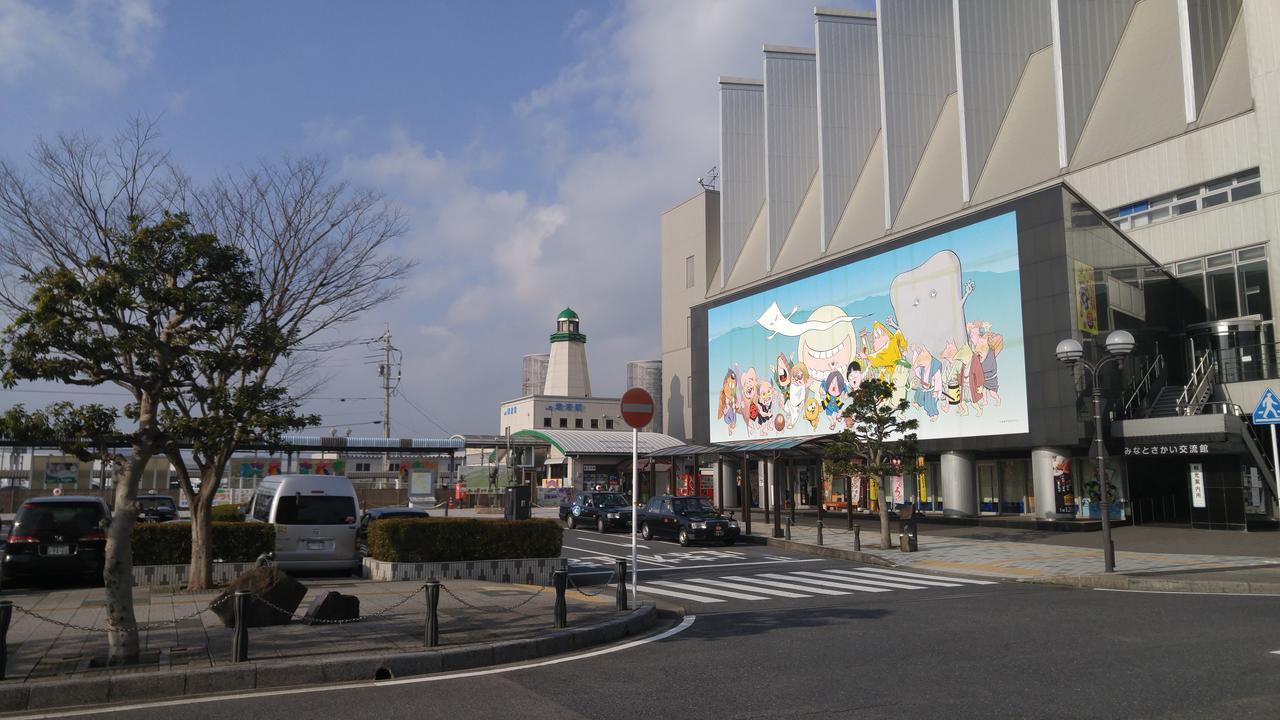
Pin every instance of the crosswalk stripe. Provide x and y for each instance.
(741, 587)
(757, 580)
(712, 591)
(845, 584)
(949, 578)
(650, 589)
(888, 582)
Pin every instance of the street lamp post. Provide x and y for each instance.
(1072, 352)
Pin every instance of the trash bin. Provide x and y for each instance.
(517, 502)
(906, 538)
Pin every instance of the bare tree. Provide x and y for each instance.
(323, 255)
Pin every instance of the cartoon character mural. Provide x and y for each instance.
(938, 319)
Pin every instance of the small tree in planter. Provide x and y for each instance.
(878, 443)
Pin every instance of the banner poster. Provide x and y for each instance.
(62, 473)
(940, 319)
(1086, 299)
(1064, 488)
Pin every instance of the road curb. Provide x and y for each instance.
(1156, 584)
(141, 687)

#### Work instruction
From the line that contains "Pin every instance of the road" down to the last line of the listing above, repeat each line exactly, and include nothing else.

#### Result of this exercise
Pin every instance of the road curb. Provide x and y for each instance.
(1156, 584)
(141, 687)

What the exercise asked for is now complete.